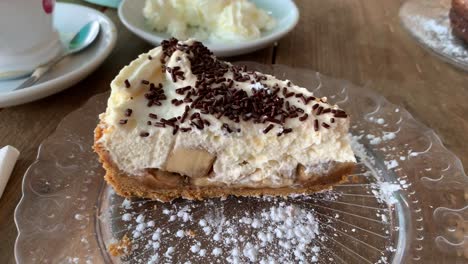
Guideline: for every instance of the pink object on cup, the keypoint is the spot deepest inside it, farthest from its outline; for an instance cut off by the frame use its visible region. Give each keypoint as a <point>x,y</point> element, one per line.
<point>27,36</point>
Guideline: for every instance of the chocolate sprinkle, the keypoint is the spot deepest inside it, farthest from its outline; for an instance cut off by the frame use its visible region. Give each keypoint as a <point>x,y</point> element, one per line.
<point>319,110</point>
<point>268,128</point>
<point>303,118</point>
<point>214,94</point>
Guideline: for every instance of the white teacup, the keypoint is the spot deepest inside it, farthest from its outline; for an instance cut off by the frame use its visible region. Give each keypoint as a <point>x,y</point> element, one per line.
<point>27,36</point>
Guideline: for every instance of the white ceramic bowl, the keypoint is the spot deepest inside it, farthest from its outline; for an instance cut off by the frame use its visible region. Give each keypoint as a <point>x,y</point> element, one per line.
<point>284,11</point>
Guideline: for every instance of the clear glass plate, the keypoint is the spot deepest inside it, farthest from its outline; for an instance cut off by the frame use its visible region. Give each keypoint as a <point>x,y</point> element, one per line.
<point>428,22</point>
<point>404,203</point>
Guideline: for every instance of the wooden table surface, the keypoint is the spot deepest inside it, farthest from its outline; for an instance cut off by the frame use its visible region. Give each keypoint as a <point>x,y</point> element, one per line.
<point>358,40</point>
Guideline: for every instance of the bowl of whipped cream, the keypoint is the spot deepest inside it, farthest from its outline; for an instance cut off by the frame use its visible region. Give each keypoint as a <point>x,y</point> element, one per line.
<point>227,27</point>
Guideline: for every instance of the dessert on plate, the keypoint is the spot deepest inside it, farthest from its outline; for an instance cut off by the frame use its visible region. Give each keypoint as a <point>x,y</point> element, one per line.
<point>214,20</point>
<point>459,18</point>
<point>181,123</point>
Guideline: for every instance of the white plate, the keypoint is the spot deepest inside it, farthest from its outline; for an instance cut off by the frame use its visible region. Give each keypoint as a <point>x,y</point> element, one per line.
<point>68,19</point>
<point>284,11</point>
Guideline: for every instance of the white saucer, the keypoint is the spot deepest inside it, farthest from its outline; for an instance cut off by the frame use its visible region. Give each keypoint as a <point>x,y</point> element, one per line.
<point>284,11</point>
<point>68,19</point>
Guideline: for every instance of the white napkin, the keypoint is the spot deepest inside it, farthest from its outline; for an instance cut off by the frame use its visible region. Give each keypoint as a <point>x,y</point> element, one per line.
<point>8,157</point>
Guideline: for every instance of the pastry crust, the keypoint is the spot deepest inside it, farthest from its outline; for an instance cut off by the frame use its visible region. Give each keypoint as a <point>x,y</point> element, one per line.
<point>154,185</point>
<point>459,18</point>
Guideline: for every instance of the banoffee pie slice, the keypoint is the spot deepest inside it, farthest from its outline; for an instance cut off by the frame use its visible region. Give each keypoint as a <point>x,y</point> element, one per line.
<point>181,123</point>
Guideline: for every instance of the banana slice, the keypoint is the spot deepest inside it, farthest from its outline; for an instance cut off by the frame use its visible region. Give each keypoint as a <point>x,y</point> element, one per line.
<point>304,177</point>
<point>194,163</point>
<point>163,179</point>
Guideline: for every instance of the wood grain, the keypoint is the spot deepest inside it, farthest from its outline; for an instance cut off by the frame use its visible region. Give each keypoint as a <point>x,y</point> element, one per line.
<point>358,40</point>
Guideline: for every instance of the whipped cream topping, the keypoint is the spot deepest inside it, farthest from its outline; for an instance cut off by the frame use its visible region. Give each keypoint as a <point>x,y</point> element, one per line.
<point>228,20</point>
<point>150,112</point>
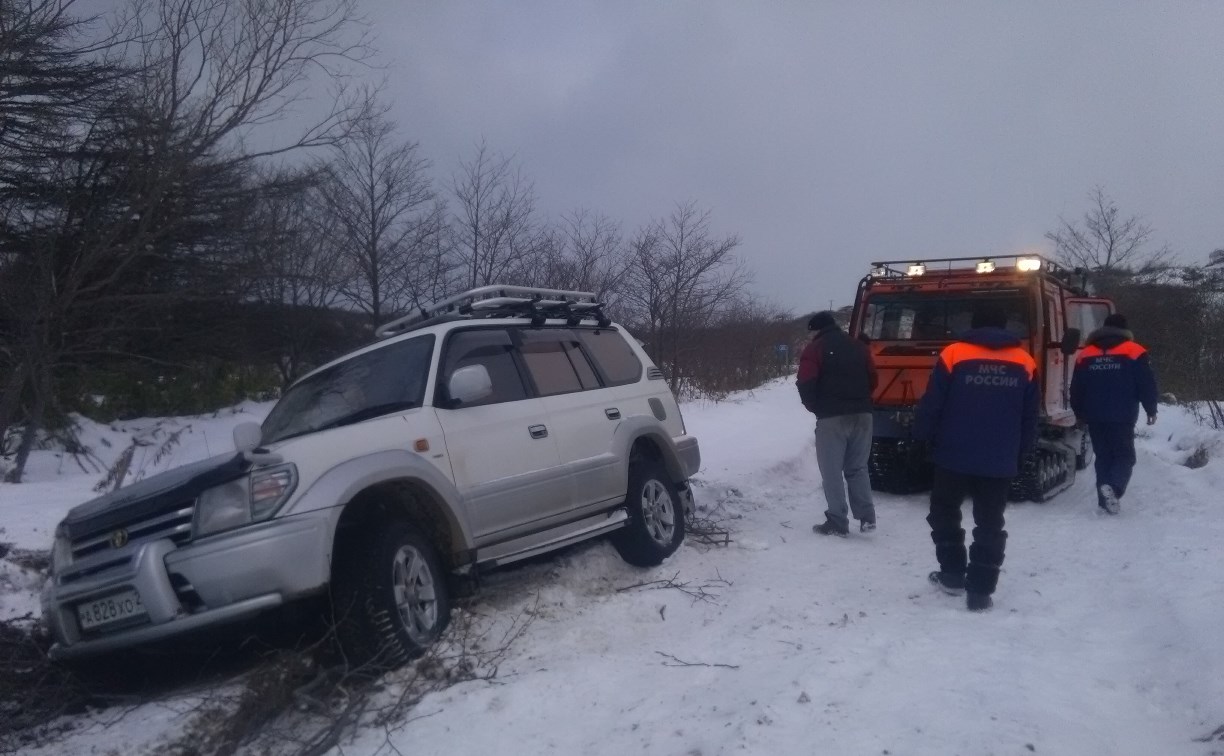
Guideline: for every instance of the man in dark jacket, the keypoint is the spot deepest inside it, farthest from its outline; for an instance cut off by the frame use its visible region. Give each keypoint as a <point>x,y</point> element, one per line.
<point>979,414</point>
<point>836,377</point>
<point>1113,377</point>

§ TASK DETAILS: Give back all of the data exactly, but not the pictures.

§ PROBLEM SOLUTION:
Guideline: for every instance of the pink object on cup, the keypoint is the spot deepest inside it, farthest from its outline; for an instance cut off by the frame use its visible region. Give each keypoint as a <point>x,y</point> element, one per line.
<point>27,36</point>
Guideline: for every instance of the chocolate sprinkle, the keypoint is the spot deepest inside it, farthest from its outline; for an instance cut off by the frame use its visible region. Give each keypoint as a <point>x,y</point> element, one per line.
<point>319,110</point>
<point>268,128</point>
<point>303,118</point>
<point>214,94</point>
Guideline: for every instance of the white teacup, the keypoint is the spot deepest inside it, farthest from its outline; for an instance cut off by the frame use its visible region. Give each keypoint as a <point>x,y</point> element, one per line.
<point>27,36</point>
Guideline: for every instance of the white ceramic bowl, the keypoint is the spot deepest inside it, farthest from its outline; for an instance cut off by the frame use its visible region. Give each keypoint as a <point>x,y</point> element, one per line.
<point>284,11</point>
Guideline: for every instance of the clear glass plate, the keypoint is the spot deepest inside it, farthest from its outline; for an instance cut off by the frame use its visible region. Give each keypoint as a <point>x,y</point> element, one per line.
<point>428,22</point>
<point>404,203</point>
Guideline: for every instance of the wooden table surface, the keypoint is the spot deepest inside it, farthest from its outline; for an instance cut off by the frame use its visible region. Give each keypoint as a <point>x,y</point> element, one per line.
<point>358,40</point>
Guideline: for every instance of the bowl of whipped cream, the keypoint is the spot deepest inside it, farthest from its outline; for an instance cut off by the frame use its visible region. Give each keypoint as a <point>x,y</point> element, one per line.
<point>227,27</point>
Guideline: for every instance of the dessert on plate, the keypoint is the spot deepest inside it, farthest from its outline; for an instance cut off by the frame use its visible region. Give each keypoint as a <point>x,y</point> element, one per line.
<point>214,20</point>
<point>459,18</point>
<point>181,123</point>
Guideline: for every instance of the white plate, the keypoint is the spot deepest inside it, farthest from its outline; for an instance cut off by the frame use its visible region. Give each keypoint as a <point>x,y</point> element, one per line.
<point>68,19</point>
<point>284,11</point>
Guideline: for every instance of the white saucer, the keypoint is the spot deepest inside it, farthest from its outline; for an instance cut off by the frame use its visible region. Give each keypoint as a <point>x,y</point> element, one per line.
<point>284,11</point>
<point>68,19</point>
Guideline: for every instance of the white napkin, the keypoint is the spot deepest inside it, farthest from its outline; for an instance cut off by the frame use its visible region. Give each keypoint as a <point>x,y</point> element, one per line.
<point>8,157</point>
Guideline: for every instance of the pastry crust, the keypoint is the spot deepest inside it, farthest from its outline; for an instance cut off by the frame use its visible region. Give each keypoint as a <point>x,y</point> element, one per line.
<point>154,185</point>
<point>459,18</point>
Guideline: for every instance of the banoffee pie slice, the keypoint is the spot deepest inside it, farthest from its outline; for an instance cut off by the frame use its visible region. Give each keypoint as a <point>x,y</point> element, one per line.
<point>181,123</point>
Guideline: for every instance of the banana slice, the keypoint is the spot deepest inside it, farthest from its outline; for an instance cut off by the frame use its visible region. Give each keypoint as a <point>x,y</point> element, one per line.
<point>304,177</point>
<point>194,163</point>
<point>163,179</point>
Guideline: for every instance of the wood grain, the keypoint is the spot deepest inside it, farthest from its outline; for an instance cut off by the frame use its visible region. Give each keypoint as a <point>x,y</point> element, one per line.
<point>358,40</point>
Guideline: for every instance of the whipped cream topping, the keypoint is the spot deepest inside it, farthest from its outline; for an instance cut off by the frame use its visible region. Give each keypoint as a <point>x,y</point> element, one per line.
<point>228,20</point>
<point>150,112</point>
Guideline: for every instance of the man in dark jacket, the keypoint is the spot deepest inside it, farthest from its outline; for an instance cut off by the frame use its visible region. Give each keypoint as a <point>x,y</point> element, one per line.
<point>979,414</point>
<point>836,377</point>
<point>1113,377</point>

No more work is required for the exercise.